# CONSEGNA 1
Ricopia per intero e senza modifiche il brano sulla limitazione dei diritti dell'interessato.

# BRANO FORNITO
<<<<
Il legislatore europeo, pertanto, in relazione al profilo della limitazione dei diritti ha definito, in maniera chiara, l’ambito all’interno del quale può trovare applicazione tale misura, che contraendo i diritti riconosciuti all’interessato, trova la sua giustificazione solo in una situazione eccezionale e deve essere idonea al conseguimento degli obiettivi legittimi perseguiti dalla normativa, e, pertanto, non può eccedere i limiti di quanto è opportuno e necessario per conseguirli.

L’applicazione della limitazione deve, inoltre, rispondere ai principi di necessità e proporzionalità, in ragione dei quali il diritto dell’interessato a ricevere le informazioni che lo riguardano non può essere eliminato, ma eventualmente rimandato ad un momento successivo.

Gli stessi concetti sono stati ripresi dal legislatore nazionale con l’art, 2-undecies del Codice che, nel disporre in merito alle “Limitazioni dei diritti dell’interessato”, precisa che “i diritti di cui agli articoli da 15 a 22 del Regolamento non possono essere esercitati con richiesta al titolare o al responsabile del trattamento ovvero con reclamo ai sensi dell’art. 77 del Regolamento, qualora possa derivarne un pregiudizio effettivo e concreto” ed elenca, tra gli interessi giuridici meritevoli di particolare protezione in ragione della loro rilevanza, anche “gli interessi tutelati in base alle disposizioni vigenti in materia di riciclaggio”.

L’articolo prevede, secondo un criterio di gradualità, la possibilità per il titolare del trattamento di ritardare, limitare e, in ultima istanza, escludere l’esercizio dei diritti degli interessati.
>>>>
# VOCI MOSTRATE
<<<<
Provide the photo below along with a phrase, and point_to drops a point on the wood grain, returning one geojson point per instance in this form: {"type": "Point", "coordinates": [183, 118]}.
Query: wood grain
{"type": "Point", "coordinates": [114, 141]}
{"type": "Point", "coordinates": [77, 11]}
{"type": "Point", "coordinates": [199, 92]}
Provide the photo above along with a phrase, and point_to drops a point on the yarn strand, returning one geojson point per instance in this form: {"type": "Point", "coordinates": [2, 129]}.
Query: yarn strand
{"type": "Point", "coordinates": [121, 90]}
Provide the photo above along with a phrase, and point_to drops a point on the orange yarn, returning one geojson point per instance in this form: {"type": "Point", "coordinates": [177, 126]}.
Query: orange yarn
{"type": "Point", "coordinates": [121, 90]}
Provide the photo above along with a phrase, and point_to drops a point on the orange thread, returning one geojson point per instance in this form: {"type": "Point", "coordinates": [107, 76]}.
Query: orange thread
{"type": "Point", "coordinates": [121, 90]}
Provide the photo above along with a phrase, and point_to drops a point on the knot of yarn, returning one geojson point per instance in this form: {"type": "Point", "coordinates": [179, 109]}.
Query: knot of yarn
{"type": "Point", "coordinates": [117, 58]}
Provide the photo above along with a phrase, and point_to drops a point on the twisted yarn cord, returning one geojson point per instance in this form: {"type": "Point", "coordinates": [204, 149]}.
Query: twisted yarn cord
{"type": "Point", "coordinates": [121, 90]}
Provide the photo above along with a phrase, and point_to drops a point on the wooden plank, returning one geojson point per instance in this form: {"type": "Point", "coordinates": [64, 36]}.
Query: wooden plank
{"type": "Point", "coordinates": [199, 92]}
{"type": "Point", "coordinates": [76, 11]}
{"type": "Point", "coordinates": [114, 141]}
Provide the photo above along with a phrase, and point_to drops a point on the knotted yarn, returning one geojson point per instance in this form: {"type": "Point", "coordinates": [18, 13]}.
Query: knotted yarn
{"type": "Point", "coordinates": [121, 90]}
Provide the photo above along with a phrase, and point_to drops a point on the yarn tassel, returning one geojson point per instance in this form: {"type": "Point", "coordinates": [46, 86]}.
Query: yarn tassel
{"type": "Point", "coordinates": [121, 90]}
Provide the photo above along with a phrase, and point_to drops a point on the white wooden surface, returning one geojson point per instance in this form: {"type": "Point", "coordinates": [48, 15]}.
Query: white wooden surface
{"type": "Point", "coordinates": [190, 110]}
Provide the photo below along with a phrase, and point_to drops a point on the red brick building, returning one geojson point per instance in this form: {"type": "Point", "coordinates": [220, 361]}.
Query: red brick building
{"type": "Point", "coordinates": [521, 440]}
>>>>
# CONSEGNA 2
Estrai dalle voci ogni riga che contiene la parola "wooden". Tieni conto della differenza tra maiuscole e minuscole.

# RISPOSTA COMPLETA 1
Il legislatore europeo, pertanto, in relazione al profilo della limitazione dei diritti ha definito, in maniera chiara, l’ambito all’interno del quale può trovare applicazione tale misura, che contraendo i diritti riconosciuti all’interessato, trova la sua giustificazione solo in una situazione eccezionale e deve essere idonea al conseguimento degli obiettivi legittimi perseguiti dalla normativa, e, pertanto, non può eccedere i limiti di quanto è opportuno e necessario per conseguirli.

L’applicazione della limitazione deve, inoltre, rispondere ai principi di necessità e proporzionalità, in ragione dei quali il diritto dell’interessato a ricevere le informazioni che lo riguardano non può essere eliminato, ma eventualmente rimandato ad un momento successivo.

Gli stessi concetti sono stati ripresi dal legislatore nazionale con l’art, 2-undecies del Codice che, nel disporre in merito alle “Limitazioni dei diritti dell’interessato”, precisa che “i diritti di cui agli articoli da 15 a 22 del Regolamento non possono essere esercitati con richiesta al titolare o al responsabile del trattamento ovvero con reclamo ai sensi dell’art. 77 del Regolamento, qualora possa derivarne un pregiudizio effettivo e concreto” ed elenca, tra gli interessi giuridici meritevoli di particolare protezione in ragione della loro rilevanza, anche “gli interessi tutelati in base alle disposizioni vigenti in materia di riciclaggio”.

L’articolo prevede, secondo un criterio di gradualità, la possibilità per il titolare del trattamento di ritardare, limitare e, in ultima istanza, escludere l’esercizio dei diritti degli interessati.

# RISPOSTA COMPLETA 2
Provide the photo above along with a phrase, and point_to drops a point on the wooden plank, returning one geojson point per instance in this form: {"type": "Point", "coordinates": [64, 36]}.
Query: wooden plank
Provide the photo above along with a phrase, and point_to drops a point on the white wooden surface, returning one geojson point per instance in this form: {"type": "Point", "coordinates": [48, 15]}.
Query: white wooden surface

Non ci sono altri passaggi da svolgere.